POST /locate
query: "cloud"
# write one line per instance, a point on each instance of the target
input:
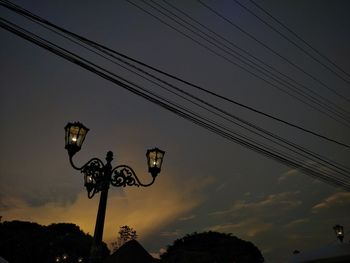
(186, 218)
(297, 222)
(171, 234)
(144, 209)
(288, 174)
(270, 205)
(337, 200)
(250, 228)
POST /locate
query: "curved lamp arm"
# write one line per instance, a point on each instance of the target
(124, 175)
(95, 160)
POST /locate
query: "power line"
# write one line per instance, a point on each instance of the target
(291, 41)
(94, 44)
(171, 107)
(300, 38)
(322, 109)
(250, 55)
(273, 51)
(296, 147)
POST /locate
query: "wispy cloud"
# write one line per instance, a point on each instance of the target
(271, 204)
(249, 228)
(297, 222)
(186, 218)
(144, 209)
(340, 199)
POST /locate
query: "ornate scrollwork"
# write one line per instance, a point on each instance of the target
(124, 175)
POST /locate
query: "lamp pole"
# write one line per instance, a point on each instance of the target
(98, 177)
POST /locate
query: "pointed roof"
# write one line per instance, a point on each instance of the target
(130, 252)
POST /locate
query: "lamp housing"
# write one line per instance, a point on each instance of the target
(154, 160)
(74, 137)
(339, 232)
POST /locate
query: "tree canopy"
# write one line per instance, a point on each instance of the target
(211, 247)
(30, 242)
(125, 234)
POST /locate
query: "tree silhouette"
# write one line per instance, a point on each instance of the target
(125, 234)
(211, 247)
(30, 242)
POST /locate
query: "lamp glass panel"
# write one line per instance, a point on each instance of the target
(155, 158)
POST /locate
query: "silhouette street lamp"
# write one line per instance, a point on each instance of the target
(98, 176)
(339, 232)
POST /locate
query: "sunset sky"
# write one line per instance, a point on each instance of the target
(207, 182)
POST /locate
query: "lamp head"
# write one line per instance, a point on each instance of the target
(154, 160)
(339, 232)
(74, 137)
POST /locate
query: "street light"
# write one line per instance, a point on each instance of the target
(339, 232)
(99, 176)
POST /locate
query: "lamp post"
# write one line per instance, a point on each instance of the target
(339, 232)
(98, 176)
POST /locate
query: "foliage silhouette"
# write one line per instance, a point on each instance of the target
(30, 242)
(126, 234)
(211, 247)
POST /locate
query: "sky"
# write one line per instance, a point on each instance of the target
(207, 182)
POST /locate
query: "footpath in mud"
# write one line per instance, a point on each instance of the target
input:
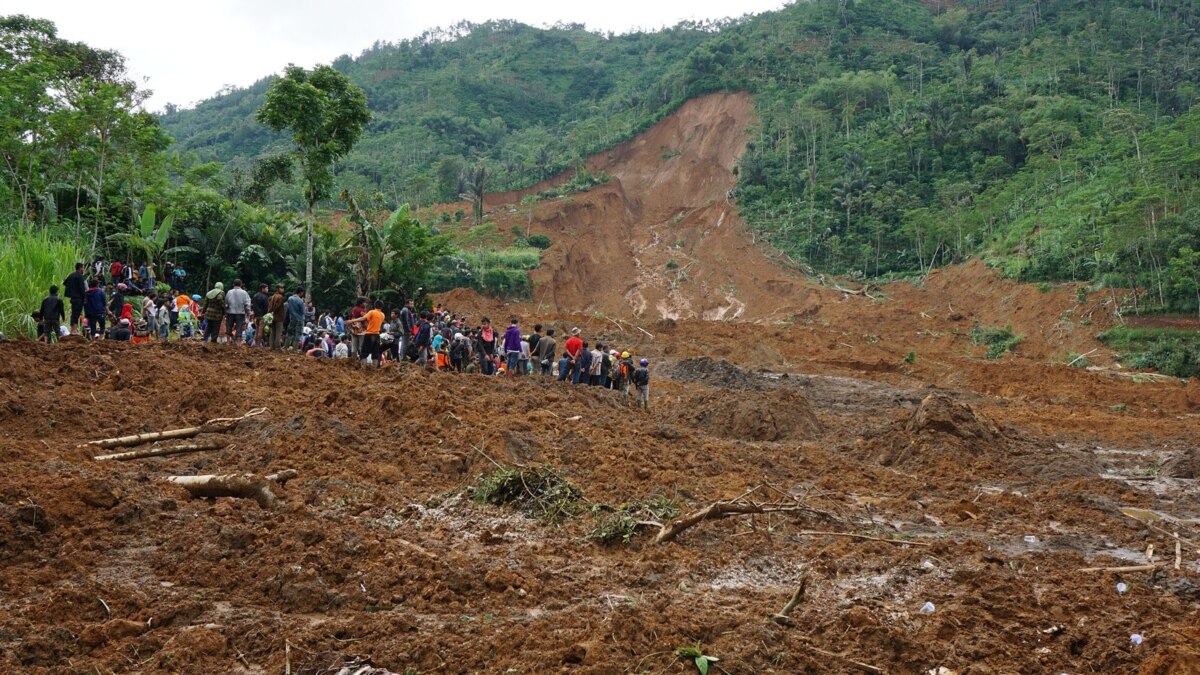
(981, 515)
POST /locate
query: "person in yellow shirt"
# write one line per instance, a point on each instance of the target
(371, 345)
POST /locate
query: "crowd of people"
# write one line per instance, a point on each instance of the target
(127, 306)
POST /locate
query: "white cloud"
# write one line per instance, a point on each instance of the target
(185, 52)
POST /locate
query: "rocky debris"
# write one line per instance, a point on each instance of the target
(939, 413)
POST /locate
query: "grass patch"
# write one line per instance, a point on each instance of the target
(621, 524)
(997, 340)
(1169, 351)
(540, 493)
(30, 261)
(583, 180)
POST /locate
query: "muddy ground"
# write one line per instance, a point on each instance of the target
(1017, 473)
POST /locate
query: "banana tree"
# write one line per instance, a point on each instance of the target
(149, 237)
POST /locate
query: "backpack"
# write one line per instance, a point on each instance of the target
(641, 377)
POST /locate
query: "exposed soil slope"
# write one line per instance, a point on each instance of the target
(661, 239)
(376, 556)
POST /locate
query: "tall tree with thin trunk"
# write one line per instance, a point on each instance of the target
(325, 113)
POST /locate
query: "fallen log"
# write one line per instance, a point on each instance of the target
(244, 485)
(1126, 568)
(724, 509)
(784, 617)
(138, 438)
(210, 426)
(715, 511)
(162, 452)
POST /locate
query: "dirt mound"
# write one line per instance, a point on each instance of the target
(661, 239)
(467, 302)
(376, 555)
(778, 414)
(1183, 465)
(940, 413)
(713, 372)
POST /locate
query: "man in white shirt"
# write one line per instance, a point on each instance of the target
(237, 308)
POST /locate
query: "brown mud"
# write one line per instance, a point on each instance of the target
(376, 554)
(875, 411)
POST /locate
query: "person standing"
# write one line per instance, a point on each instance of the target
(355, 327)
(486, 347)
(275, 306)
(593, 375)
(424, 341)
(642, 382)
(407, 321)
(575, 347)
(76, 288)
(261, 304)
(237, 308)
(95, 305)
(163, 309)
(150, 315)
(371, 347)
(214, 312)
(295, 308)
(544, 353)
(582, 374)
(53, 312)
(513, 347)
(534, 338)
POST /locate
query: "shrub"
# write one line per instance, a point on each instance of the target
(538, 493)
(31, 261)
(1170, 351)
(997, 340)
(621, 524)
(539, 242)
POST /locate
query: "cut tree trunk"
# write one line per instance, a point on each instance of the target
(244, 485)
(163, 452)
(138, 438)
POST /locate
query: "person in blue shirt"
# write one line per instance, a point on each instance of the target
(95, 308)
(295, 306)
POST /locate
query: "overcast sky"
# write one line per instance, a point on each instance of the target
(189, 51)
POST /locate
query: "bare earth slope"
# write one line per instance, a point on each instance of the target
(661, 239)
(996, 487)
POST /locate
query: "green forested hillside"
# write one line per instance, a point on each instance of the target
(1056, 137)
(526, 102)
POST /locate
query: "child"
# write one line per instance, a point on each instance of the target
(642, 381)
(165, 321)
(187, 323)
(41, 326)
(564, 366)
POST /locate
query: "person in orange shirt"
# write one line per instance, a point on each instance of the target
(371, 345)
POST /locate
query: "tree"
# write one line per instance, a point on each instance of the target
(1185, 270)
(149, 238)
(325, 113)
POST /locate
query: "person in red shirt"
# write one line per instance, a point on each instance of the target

◆ ◆ ◆ ◆ ◆

▸ Written task
Write out each entry exactly as given, but skip the pictures.

▸ Answer to this task
POST /locate
query: "cloud"
# write one line per instance, a point on each instance of the target
input:
(186, 218)
(297, 222)
(171, 234)
(144, 209)
(288, 174)
(270, 205)
(337, 200)
(250, 228)
POST /locate
query: "curved lamp arm"
# write one line per instance, a point on each instance of the target
(124, 175)
(95, 160)
POST /locate
query: "power line"
# write one line per instance, a point on each instance of the target
(291, 41)
(94, 44)
(171, 107)
(300, 38)
(322, 109)
(250, 55)
(273, 51)
(296, 147)
POST /locate
query: "wispy cloud"
# write one line per instance, a point on each instance of the target
(271, 204)
(249, 228)
(297, 222)
(186, 218)
(144, 209)
(340, 199)
POST /locate
query: "ornate scrollwork"
# write one line per instance, a point on each instance of the target
(124, 175)
POST /locate
query: "lamp pole"
# write one line per instance, a point on each instance of the target
(98, 177)
POST /locate
query: "pointed roof"
# write one line per instance, a point on each instance of the target
(130, 252)
POST /locate
query: "lamp housing"
# write one line per instance, a point on each instance of the target
(154, 160)
(74, 137)
(339, 232)
POST /locate
query: "tree canopy"
# write one line per instance, a point on each instance of the target
(211, 247)
(30, 242)
(125, 234)
POST /locate
query: "tree silhouette"
# write one line per instance, a point on each instance of the target
(125, 234)
(211, 247)
(30, 242)
POST /locate
query: "lamp glass panel"
# write one line per instance, a point on each instance of the target
(155, 158)
POST /locate
query: "silhouette street lamp"
# write one line per instance, a point on each instance of the target
(98, 176)
(339, 232)
POST /locate
query: "sunset sky"
# write one line per instance, a point on each instance of the target
(207, 182)
POST /locate
query: "lamp head"
# write one line per instance, a point on each instance of the target
(154, 160)
(339, 232)
(74, 137)
POST /locate
query: "street light"
# write one line per instance, a point on each instance of the target
(339, 232)
(99, 176)
POST /locate
query: "lamp post"
# write one line per instance, a point on each instance of the target
(339, 232)
(98, 176)
POST /locate
query: "foliage silhouette"
# write one line per instance, a point on each instance of the target
(30, 242)
(126, 234)
(211, 247)
POST /locate
query: "sky"
# write one line per instance, a point on each instance of the target
(207, 182)
POST /locate
query: "footpath in mud"
# write one line per instance, a point on each instance of the target
input:
(981, 515)
POST /locate
query: "person in yellow shirt"
# write one line per instance, a point on each instance of the target
(371, 345)
POST /locate
query: "crowd of people"
# write one line per instance, a point on each instance of the target
(127, 306)
POST /locate
query: "white cloud"
# write one line per instance, a point on each instance of the target
(185, 52)
POST /locate
query: "rocky debris"
# write one line per instance, a point on each instance of the target
(939, 413)
POST /locate
query: "grass patch"
# write one line per instance, a point on each instance of the target
(621, 524)
(997, 340)
(1169, 351)
(540, 493)
(30, 261)
(583, 180)
POST /locate
query: "muddy ground"
# write one line per instance, a point on each instance of the target
(1017, 473)
POST /locate
query: "banana tree"
# write one line per instance, a point on each instance of the target
(149, 237)
POST /locate
query: "backpack"
# write one line per instance, a point on each instance of the target
(641, 377)
POST /locate
query: "exposed soil slope"
# write one line per instance, a point on each instance of the target
(661, 239)
(376, 556)
POST /locate
query: "tall tree with thin trunk"
# write one line per instance, a point on each instance of the target
(325, 113)
POST /locate
query: "fallen log"
# write one line per instance, a point on each instance of the target
(244, 485)
(1126, 568)
(724, 509)
(784, 617)
(138, 438)
(210, 426)
(715, 511)
(162, 452)
POST /locate
query: "dirt mound"
# write one line per instance, a point on each instance of the target
(661, 239)
(467, 302)
(376, 555)
(778, 414)
(1183, 465)
(940, 413)
(713, 372)
POST /locate
query: "man in white shirt"
# write one line per instance, a point on each instance of the target
(237, 308)
POST /locate
query: "brown mud"
# write one line per instance, a point on each instance of the target
(376, 554)
(875, 411)
POST /locate
query: "person standing"
# write one line per instance, a point on each instance of the target
(355, 327)
(486, 347)
(275, 306)
(593, 375)
(424, 341)
(642, 382)
(407, 321)
(575, 347)
(76, 288)
(261, 304)
(237, 308)
(95, 305)
(163, 309)
(150, 315)
(371, 347)
(214, 312)
(295, 308)
(544, 353)
(582, 374)
(53, 312)
(513, 347)
(534, 338)
POST /locate
query: "shrub"
# write one line per instance, a point on each instance of the target
(538, 493)
(31, 261)
(1170, 351)
(997, 340)
(621, 524)
(539, 242)
POST /locate
query: "cut tree trunk"
# write one line per instance, a point on each instance of the target
(244, 485)
(163, 452)
(138, 438)
POST /locate
query: "person in blue shirt"
# write one line per instance, a point on each instance of the target
(95, 308)
(295, 306)
POST /locate
query: "overcast sky"
# write one line per instance, a point on each instance of the target
(189, 51)
POST /locate
query: "bare earth slope"
# write one line per instance, a point on each instance of the target
(661, 239)
(996, 487)
POST /locate
query: "green forested hillside"
# write one line per instance, a point on each instance of the target
(1056, 137)
(526, 102)
POST /locate
query: "child"
# write one line per instance, a point on each instance of the target
(642, 381)
(165, 321)
(187, 323)
(41, 326)
(564, 366)
POST /locate
query: "person in orange shirt"
# write one line per instance, a point on each instance of the target
(371, 345)
POST /locate
query: "tree"
# write one line per instance, a point on each instance of the target
(1185, 270)
(149, 238)
(325, 113)
POST /locate
query: "person in red shirt"
# write one line per instance, a point on each instance of the target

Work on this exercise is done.